BEGIN DATASET EXCERPTS

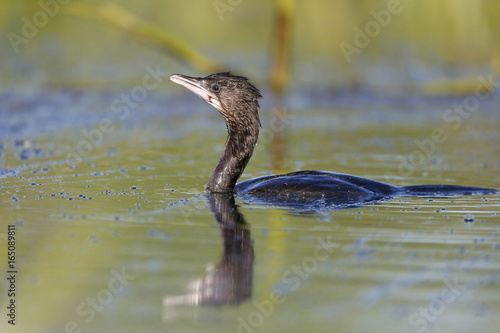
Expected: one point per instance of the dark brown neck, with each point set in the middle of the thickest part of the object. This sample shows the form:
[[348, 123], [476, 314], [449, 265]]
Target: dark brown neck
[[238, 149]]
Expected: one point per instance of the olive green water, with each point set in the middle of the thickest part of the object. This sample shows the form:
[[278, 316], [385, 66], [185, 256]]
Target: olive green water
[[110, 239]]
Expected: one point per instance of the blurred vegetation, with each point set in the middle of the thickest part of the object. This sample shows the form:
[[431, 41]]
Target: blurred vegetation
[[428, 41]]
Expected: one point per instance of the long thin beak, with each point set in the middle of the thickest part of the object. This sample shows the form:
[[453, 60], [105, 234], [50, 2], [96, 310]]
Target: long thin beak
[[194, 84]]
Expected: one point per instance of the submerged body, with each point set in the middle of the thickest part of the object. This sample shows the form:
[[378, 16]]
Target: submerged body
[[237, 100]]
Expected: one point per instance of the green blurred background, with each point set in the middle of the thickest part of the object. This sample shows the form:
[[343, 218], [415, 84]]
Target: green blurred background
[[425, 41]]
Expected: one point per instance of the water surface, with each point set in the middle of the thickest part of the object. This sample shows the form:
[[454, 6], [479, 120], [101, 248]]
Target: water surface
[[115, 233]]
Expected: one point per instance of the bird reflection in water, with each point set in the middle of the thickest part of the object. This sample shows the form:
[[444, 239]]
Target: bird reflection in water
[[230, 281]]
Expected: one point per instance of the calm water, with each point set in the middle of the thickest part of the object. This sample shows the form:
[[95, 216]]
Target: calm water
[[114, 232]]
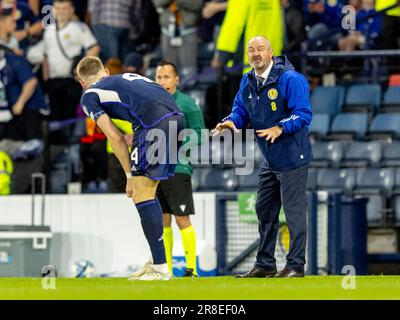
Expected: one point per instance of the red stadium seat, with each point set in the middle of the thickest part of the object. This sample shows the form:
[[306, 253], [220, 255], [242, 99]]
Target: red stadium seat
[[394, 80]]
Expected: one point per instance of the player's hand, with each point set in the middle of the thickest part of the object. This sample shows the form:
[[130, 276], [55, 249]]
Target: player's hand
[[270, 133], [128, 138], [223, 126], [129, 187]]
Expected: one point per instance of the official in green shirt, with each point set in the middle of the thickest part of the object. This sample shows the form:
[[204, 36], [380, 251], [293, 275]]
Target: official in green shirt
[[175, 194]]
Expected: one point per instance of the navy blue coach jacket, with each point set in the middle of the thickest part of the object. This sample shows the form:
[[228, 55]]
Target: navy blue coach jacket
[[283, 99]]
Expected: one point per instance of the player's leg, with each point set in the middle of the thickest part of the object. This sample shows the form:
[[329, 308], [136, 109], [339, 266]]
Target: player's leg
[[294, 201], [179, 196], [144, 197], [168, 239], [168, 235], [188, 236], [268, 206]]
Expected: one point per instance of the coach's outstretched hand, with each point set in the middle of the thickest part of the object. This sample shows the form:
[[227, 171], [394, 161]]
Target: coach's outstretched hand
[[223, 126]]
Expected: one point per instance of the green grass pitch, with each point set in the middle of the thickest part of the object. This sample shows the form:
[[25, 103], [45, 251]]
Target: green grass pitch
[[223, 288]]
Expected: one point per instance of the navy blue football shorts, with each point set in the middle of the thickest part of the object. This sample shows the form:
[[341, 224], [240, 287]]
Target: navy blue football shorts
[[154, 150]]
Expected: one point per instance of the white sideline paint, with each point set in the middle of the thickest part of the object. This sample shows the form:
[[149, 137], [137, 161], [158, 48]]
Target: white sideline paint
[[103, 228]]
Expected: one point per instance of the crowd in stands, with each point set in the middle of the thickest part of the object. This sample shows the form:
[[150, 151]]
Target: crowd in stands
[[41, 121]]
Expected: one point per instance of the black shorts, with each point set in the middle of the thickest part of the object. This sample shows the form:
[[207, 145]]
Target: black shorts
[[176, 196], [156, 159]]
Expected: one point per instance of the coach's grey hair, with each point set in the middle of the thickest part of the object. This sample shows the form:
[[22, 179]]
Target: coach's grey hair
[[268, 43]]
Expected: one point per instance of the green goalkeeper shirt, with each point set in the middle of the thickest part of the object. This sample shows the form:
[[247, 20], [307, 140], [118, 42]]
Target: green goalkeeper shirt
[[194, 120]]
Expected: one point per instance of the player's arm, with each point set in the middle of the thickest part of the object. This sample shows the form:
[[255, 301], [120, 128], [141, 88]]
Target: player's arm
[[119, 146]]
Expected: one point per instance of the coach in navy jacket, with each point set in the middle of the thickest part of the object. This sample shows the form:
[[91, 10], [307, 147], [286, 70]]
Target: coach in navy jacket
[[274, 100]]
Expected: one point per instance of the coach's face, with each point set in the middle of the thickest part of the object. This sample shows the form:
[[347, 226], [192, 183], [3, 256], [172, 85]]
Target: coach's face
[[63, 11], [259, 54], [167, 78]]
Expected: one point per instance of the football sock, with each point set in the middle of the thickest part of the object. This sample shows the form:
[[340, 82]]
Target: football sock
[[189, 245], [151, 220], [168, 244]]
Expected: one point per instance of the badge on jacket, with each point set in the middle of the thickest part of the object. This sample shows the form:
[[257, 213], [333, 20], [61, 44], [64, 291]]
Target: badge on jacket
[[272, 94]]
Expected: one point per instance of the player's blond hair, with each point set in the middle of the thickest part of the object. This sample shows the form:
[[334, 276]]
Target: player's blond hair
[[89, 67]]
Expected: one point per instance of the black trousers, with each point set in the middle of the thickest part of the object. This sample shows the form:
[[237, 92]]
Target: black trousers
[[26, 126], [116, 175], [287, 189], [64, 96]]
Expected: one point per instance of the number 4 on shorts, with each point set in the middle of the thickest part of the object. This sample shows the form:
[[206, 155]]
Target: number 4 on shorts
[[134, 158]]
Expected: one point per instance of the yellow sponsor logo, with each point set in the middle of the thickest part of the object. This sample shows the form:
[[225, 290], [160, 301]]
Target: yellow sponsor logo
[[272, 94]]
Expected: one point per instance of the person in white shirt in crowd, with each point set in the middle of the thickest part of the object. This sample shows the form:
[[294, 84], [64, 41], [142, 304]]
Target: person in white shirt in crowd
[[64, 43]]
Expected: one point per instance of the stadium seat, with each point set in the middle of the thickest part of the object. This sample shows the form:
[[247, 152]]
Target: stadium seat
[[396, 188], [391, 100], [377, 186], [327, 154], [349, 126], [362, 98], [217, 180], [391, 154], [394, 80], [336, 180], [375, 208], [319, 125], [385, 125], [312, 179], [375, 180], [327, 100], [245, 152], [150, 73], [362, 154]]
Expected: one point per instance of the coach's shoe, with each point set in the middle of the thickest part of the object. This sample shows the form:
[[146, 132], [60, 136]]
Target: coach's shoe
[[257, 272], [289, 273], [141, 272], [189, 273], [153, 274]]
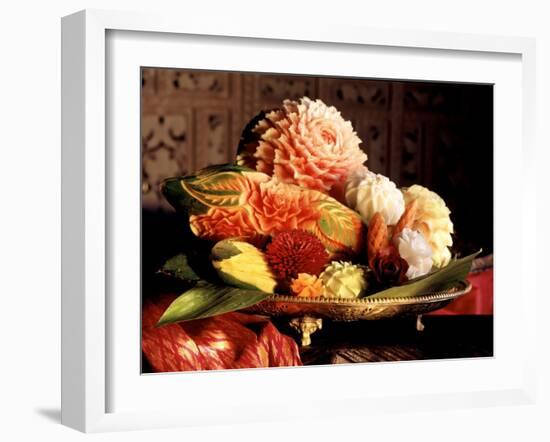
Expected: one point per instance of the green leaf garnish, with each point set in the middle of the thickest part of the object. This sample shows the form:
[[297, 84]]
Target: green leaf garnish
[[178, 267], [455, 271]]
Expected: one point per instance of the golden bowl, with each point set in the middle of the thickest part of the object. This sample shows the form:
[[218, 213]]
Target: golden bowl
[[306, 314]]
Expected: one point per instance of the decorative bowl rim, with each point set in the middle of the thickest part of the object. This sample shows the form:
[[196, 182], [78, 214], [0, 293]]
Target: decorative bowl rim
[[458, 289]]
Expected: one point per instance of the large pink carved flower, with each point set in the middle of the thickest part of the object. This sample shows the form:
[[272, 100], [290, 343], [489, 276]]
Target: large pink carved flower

END DATASET EXCERPTS

Reproduce exactly and only the lines from the line that contains "Expected: one point per instance of the coach's shoe, with" to the end of the data above, both ends included. No pictures go in the copy.

=== COMPLETE ANSWER ===
Expected: one point per instance of the coach's shoe, with each point set in the middle of the thickest part of the object. This sample shows the form:
[[146, 132], [60, 136]]
Target: coach's shoe
[[257, 272], [289, 273], [141, 272], [189, 273], [153, 274]]
Expected: one point per instance of the green leaf garnish, with each point set in the middle of the thickest part of the object. This sample shows the form:
[[297, 84]]
Target: green leaf garnish
[[178, 267], [455, 271]]
Expected: one point per instance of the golden bowl, with each point set in the middle of the thickest part of the object. This sample shows the form:
[[218, 213]]
Target: golden bowl
[[306, 314]]
Expected: one point per instance of the decorative bowl rim, with each point set in the middle of the thickest part of the object. This sample shows the form:
[[196, 182], [78, 214], [0, 293]]
Target: decorative bowl rim
[[458, 289]]
Expected: one point per instance of the large pink carved flower, with each point set in the middle of the thickest part of the object. This sample shows the form:
[[272, 100], [290, 343], [489, 276]]
Target: large pink carved flower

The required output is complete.